→ **Exercise aim**
Transcribe the data that follows, exactly and in full.

Data records
- - -

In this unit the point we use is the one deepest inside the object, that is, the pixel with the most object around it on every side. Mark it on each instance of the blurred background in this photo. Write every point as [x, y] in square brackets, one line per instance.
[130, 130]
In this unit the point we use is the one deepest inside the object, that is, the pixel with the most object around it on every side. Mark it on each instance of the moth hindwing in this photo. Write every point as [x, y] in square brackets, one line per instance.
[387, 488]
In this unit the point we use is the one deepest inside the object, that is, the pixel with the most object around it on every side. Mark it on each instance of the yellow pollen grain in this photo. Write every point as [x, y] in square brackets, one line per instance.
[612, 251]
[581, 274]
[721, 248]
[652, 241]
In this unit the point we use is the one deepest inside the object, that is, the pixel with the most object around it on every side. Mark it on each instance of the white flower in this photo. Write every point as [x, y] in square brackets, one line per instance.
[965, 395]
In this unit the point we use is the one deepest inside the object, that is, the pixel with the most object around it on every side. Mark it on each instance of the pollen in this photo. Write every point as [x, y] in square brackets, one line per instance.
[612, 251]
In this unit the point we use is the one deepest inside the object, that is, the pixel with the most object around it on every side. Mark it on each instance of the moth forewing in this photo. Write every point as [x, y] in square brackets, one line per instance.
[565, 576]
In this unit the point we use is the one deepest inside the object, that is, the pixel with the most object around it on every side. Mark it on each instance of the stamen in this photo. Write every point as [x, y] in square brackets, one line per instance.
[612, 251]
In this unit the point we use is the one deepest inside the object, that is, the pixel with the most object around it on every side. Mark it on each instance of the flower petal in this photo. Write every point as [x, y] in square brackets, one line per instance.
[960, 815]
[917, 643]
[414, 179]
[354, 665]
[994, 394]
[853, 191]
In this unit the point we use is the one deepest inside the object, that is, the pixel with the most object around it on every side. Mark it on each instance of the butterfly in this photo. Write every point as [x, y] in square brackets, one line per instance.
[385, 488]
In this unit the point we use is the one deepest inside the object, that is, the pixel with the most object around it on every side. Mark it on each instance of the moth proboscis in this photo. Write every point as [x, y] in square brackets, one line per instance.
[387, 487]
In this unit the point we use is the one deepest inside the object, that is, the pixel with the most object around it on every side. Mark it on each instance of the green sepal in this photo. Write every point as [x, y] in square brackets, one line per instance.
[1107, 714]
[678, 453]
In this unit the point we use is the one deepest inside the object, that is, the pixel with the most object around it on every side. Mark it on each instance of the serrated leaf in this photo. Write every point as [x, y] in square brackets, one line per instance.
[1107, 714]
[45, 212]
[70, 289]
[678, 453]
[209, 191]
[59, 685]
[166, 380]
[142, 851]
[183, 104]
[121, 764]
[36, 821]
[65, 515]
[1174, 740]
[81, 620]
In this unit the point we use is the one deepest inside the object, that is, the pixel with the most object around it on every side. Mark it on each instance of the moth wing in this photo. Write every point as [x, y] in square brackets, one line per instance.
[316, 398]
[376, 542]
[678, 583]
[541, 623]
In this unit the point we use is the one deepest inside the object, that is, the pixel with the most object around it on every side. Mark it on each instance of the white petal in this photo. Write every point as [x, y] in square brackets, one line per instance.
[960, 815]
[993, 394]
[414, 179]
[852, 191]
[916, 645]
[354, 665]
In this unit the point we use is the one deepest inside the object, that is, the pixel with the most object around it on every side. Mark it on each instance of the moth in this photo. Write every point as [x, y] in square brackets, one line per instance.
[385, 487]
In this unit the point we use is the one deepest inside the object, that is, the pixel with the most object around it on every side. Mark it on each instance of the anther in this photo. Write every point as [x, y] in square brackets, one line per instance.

- - -

→ **Answer to this exercise**
In this unit the point we use is the one deepest inside the object, that is, the pixel with the most object around it on every side. Mark it on each instance of the blurred background in this photo. Write every point as [x, y] in square brackets, one line per instance.
[130, 130]
In this unit the point we use is the one deepest inside the object, that is, the pixel with the most object around it on every side. Mark it on each instance of the moth hindwing in this photo. Write every point as [x, y] in square brackets, one line per instance.
[387, 488]
In this unit the point we use is the one deepest inside the object, that is, the pixel with the most object around it on every side. Mark it on each instance of the yellow pollen grain in this photo. Write every point as [x, y] in square brackets, one line per instance.
[612, 251]
[581, 274]
[721, 248]
[652, 241]
In this unit the point we use is the one deepest inside the object, that is, the pixel with the most object around it on every side. Mark it on each instance of the white flower in this photo. Write every point as [x, y] in square brackets, one line per instance.
[965, 395]
In this unit the point we use is the one deepest inside the object, that is, the pixel with the most object around it on every side. Mark it on each instance of the pollen in this photo. Write every point as [x, y] in square brackets, one line per instance.
[612, 251]
In this unit the point we use is the one deepest inside the object, that is, the pixel with the most object around it on every side. Mark it on each instance of the moth forewing in this photo. Write every point as [x, y] in square brackets, one line per instance.
[565, 576]
In this unit the point we use is the one deepest inside the object, that is, the pixel with the most object around it on every side. Mark it on each instance of the stamen in this photo. Write every point as [x, y] in square brackets, one line per instance.
[612, 251]
In this unit the point we use is the one deepest inside the object, that is, the pixel with the most object around it on every side. Mark it on each instance of the flower petal in this photo. Write every point as [x, y] in square brackets, one line per instance.
[960, 815]
[917, 643]
[414, 179]
[354, 665]
[994, 394]
[853, 191]
In this unit the point we use is the one deepest inside the object, that is, the pixel with the most object around it on every side. Mark it on each instance of the butterfly in this photo. Write every point as [x, y] in square brackets, one line per instance.
[385, 488]
In this unit the point we use is the one deepest inside the object, that is, the pixel with the most object around it on every side. Mark it on each instance of the moth proboscis in this photo. Write every point as [x, y] in square brackets, one line per instance.
[387, 487]
In this unit the point we use is the one deepest inside the object, that is, the pixel with the most object around it on every side. Mark it on each instance of the green sepal in this photo. Write every point as [x, y] in square brackets, one line per instance.
[1107, 714]
[678, 453]
In this unit the point we use is the one deepest inside the object, that is, the pixel with the most object around it on every side. Mark it on each instance of the serrated leaf in this photo. Write every point as [x, y] in square brackets, one line per instance.
[1107, 714]
[45, 212]
[70, 289]
[678, 453]
[209, 191]
[59, 685]
[166, 380]
[142, 851]
[183, 104]
[121, 764]
[36, 821]
[65, 515]
[1174, 740]
[81, 620]
In this unit the point we use is the one deepest inside the object, that is, the pixel with the most object around it on every side. Mark it on each instance of the moth wing in this photo. Write every point as [x, y] in square brackets, one line per instance.
[316, 398]
[376, 542]
[678, 583]
[541, 623]
In this unit the point we use is the one deepest inside the object, that is, the pixel with the most object around it on every side. Mark it on each instance of the white petal in this photo. Write every point as [x, y] in square brackets, one line per instance.
[960, 815]
[993, 394]
[414, 179]
[852, 191]
[916, 645]
[354, 665]
In this unit the point we use is the one deepest inside the object, that is, the pixel with the most object around it on every side. Mark it on each instance of the moth in this photo. Write every point as [x, y] in square brackets, one line per instance.
[385, 487]
In this unit the point we use is the one deepest inside the object, that is, the pixel with the most object around it on every side. Mark it on each instance of the anther in this photo. Write every point as [x, y] in square brackets, one line per instance.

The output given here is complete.